# START OF Data for the task

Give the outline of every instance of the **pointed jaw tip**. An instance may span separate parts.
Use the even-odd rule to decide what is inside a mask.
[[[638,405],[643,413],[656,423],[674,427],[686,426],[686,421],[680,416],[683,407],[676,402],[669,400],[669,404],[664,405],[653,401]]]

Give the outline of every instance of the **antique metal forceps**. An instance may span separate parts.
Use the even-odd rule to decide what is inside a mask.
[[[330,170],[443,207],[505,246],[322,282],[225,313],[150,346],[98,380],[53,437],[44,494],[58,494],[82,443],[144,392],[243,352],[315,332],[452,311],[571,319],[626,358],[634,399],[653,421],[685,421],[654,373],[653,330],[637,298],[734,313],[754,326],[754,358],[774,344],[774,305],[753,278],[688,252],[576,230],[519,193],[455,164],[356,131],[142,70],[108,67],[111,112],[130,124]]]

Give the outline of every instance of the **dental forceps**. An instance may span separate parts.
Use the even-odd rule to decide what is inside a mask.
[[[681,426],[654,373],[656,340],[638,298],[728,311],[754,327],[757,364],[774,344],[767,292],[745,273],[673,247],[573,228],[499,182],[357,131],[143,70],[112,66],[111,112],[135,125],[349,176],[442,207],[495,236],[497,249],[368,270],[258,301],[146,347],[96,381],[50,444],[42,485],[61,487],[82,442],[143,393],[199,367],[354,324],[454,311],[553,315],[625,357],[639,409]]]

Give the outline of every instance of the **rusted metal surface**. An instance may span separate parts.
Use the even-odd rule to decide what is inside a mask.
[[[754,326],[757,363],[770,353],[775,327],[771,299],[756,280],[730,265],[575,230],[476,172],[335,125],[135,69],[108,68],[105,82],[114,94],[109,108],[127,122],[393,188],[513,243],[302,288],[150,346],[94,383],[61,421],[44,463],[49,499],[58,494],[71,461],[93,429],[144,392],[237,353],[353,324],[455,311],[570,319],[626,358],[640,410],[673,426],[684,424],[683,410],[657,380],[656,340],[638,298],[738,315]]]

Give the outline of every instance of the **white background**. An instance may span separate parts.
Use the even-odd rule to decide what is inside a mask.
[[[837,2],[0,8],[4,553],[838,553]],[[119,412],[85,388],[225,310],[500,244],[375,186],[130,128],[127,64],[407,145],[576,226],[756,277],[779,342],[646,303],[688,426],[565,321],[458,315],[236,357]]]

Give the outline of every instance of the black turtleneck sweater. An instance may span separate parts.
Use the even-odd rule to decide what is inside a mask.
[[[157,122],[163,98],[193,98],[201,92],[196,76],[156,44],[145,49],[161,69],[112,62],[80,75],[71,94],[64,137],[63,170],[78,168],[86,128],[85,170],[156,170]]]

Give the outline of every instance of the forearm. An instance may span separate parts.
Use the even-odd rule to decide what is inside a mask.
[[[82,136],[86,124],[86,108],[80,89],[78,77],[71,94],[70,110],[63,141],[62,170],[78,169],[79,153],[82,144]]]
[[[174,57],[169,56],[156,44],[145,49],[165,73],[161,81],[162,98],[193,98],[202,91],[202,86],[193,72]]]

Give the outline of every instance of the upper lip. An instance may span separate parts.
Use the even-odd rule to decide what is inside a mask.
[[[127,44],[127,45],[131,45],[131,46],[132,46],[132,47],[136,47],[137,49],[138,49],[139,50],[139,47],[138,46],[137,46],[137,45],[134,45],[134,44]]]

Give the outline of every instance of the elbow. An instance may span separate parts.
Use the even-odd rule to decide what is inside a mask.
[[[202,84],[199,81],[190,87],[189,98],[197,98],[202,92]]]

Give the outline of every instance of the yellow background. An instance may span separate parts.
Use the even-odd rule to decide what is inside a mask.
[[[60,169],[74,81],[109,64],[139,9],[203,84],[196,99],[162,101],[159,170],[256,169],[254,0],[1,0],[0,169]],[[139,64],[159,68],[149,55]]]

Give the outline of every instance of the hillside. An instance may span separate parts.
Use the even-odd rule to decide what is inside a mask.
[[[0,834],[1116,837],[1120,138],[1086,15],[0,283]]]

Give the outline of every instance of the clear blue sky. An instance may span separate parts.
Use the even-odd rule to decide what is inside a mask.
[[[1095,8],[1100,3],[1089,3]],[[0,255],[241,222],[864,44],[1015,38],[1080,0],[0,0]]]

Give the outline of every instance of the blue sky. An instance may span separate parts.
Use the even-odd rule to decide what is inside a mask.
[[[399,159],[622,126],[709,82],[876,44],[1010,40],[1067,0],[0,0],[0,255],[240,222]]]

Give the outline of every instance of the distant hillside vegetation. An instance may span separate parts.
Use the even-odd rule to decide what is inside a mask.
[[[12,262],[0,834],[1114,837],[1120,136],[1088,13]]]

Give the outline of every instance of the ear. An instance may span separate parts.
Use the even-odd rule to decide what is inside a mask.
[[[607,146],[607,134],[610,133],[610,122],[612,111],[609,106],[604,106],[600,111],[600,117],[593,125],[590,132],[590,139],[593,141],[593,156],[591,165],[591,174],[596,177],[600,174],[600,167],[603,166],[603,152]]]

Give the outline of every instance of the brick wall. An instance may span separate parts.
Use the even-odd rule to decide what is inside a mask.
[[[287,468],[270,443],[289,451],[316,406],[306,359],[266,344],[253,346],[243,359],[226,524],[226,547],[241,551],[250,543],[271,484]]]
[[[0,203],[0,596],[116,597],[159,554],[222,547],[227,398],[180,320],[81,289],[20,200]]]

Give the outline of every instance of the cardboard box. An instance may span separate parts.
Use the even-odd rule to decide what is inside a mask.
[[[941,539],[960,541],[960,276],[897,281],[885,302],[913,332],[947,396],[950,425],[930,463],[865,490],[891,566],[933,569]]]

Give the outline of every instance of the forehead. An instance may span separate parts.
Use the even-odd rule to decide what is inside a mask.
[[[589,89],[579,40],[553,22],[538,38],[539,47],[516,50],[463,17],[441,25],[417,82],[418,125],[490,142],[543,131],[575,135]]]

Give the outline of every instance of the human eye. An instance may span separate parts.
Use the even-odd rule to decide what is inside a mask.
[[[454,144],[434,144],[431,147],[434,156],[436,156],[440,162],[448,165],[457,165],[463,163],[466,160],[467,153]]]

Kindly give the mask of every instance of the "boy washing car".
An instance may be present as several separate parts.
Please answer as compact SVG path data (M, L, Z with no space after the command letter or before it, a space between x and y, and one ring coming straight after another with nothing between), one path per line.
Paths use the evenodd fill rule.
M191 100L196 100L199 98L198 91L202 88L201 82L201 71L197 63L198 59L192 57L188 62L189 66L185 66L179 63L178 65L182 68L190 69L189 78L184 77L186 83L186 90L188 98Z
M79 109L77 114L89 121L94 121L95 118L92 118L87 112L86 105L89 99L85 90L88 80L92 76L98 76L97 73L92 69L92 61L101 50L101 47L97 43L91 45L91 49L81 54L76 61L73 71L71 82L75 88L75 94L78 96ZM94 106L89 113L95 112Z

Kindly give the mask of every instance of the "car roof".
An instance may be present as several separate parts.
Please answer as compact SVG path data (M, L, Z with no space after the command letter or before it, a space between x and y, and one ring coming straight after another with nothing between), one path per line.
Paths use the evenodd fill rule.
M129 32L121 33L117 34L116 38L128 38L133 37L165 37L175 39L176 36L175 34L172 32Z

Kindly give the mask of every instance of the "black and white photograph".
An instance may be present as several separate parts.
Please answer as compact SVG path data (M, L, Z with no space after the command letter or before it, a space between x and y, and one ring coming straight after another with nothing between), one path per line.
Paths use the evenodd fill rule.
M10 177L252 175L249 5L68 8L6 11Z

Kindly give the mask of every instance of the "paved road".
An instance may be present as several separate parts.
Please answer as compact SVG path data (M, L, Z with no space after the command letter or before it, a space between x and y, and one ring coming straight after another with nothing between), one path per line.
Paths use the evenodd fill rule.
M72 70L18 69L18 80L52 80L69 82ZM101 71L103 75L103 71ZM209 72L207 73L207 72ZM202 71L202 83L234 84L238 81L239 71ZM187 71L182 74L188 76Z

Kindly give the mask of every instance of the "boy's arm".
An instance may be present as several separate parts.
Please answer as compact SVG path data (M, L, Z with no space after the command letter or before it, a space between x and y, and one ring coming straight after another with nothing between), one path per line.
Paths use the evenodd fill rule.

# END OF Data for the task

## To do
Please copy the records from the line with "Give the outline of every instance of the human" to the line with "M129 32L121 33L117" without changing anything.

## Final answer
Give the outline of every instance of the human eye. An instance may span separate parts.
Use the even-odd rule to decide what is inside a mask.
[[[454,144],[434,144],[431,147],[434,156],[436,156],[440,162],[448,165],[457,165],[463,163],[466,160],[467,153]]]

Kindly give the mask of every instance of the "boy washing car".
An instance may be present as several separate parts.
Please answer as compact SVG path data (M, L, Z with no space after the command letter or before it, a space between x and y, and one ring coming straight after another with nothing between), one path per line.
Paths use the evenodd fill rule.
M191 100L196 100L199 98L198 91L202 88L201 82L201 71L197 63L198 59L192 57L188 62L189 66L185 66L179 63L178 65L182 68L190 69L189 78L184 77L186 83L186 90L188 98Z
M79 109L77 114L89 121L94 121L95 118L92 118L87 112L86 105L89 99L85 90L88 80L92 76L98 76L97 73L92 69L92 61L101 50L101 47L97 43L91 45L91 49L81 54L76 61L73 71L71 82L75 88L75 94L78 96ZM94 106L89 113L95 112Z

Kindly give the mask of every instance of the "car roof".
An instance may be present as several separate parts.
Please answer as compact SVG path data (M, L, Z with no space after the command letter or before it, a space between x and y, and one ring coming straight after another with nothing between), one path per line.
Paths use the evenodd fill rule.
M129 32L121 33L117 34L116 38L128 38L133 37L165 37L175 39L176 36L175 34L172 32Z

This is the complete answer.